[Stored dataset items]

⁂

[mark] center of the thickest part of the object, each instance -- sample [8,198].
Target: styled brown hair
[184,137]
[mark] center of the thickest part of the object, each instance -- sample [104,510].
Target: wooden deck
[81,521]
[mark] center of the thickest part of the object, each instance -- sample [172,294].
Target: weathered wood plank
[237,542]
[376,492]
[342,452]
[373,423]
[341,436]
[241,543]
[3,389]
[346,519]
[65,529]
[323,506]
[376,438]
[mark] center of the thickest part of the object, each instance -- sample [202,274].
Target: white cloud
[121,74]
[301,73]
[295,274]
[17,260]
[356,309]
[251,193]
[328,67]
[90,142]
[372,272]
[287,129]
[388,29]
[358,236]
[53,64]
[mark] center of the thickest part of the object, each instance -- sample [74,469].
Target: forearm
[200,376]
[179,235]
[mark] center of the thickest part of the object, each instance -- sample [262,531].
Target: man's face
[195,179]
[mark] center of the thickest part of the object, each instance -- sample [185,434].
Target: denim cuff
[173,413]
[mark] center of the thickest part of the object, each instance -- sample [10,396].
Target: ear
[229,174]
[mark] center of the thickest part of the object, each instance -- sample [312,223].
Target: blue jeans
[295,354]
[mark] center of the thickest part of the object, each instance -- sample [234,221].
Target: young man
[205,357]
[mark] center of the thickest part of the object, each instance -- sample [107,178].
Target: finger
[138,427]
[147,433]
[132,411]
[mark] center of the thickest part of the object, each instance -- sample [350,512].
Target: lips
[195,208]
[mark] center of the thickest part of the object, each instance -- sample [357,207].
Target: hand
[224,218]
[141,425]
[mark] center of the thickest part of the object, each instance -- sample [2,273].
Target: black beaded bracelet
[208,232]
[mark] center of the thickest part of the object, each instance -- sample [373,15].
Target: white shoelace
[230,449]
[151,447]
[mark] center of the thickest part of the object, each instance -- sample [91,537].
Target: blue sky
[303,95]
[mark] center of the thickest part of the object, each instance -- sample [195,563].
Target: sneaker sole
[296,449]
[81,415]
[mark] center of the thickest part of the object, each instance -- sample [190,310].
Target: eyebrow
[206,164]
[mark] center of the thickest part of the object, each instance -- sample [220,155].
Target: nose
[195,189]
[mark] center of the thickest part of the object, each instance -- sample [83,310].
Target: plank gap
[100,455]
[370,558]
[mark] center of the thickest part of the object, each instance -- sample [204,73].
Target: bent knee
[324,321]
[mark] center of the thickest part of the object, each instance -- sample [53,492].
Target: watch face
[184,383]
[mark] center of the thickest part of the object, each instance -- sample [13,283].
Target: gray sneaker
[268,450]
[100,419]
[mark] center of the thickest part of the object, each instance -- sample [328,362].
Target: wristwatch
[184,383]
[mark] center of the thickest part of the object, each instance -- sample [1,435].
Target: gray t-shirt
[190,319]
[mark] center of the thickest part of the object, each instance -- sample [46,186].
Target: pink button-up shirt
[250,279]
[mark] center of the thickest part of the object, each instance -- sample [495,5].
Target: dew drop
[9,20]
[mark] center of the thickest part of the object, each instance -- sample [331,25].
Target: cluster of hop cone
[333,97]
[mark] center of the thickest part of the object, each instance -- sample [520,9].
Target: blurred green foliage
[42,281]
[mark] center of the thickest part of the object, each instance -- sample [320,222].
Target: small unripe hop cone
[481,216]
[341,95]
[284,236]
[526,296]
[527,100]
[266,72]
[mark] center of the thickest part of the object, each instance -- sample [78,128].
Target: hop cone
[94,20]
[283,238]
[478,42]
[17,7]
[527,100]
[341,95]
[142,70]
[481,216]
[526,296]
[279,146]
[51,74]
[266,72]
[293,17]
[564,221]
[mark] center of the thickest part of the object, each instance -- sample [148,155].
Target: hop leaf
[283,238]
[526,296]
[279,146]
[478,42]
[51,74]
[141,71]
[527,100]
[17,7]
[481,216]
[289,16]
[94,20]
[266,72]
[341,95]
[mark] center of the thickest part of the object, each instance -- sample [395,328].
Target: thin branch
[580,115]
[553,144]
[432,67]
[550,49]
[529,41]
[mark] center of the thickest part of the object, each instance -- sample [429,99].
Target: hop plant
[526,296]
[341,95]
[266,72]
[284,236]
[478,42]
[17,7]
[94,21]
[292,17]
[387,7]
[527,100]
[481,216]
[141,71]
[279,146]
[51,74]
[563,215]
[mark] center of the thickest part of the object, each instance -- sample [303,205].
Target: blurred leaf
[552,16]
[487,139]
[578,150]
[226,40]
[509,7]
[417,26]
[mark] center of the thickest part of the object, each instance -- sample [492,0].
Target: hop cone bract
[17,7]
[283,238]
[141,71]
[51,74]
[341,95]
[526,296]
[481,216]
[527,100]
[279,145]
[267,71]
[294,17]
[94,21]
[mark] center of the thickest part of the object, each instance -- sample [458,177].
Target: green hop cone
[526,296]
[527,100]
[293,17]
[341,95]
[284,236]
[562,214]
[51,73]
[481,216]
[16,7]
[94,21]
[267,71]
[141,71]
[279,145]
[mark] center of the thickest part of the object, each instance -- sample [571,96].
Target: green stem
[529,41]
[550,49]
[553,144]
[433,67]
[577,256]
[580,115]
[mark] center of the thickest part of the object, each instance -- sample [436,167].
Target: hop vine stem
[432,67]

⁂

Job: Transcribe only the trailing portion of the entries above: the line that contains "-- sample [458,177]." and each line after it.

Task solution:
[mark] center of the thickest part of the object, each instance -- sample [458,177].
Target: green hop cone
[526,296]
[527,100]
[293,17]
[341,95]
[284,236]
[562,214]
[51,73]
[481,216]
[16,7]
[94,21]
[267,71]
[141,71]
[279,145]
[mark] center of the thickest part of the object, each instance -- sample [571,96].
Target: green stem
[529,41]
[550,49]
[553,144]
[433,67]
[577,256]
[580,115]
[mark] center of the thickest part of the object, each instance -- sample [436,167].
Target: hop vine stem
[432,67]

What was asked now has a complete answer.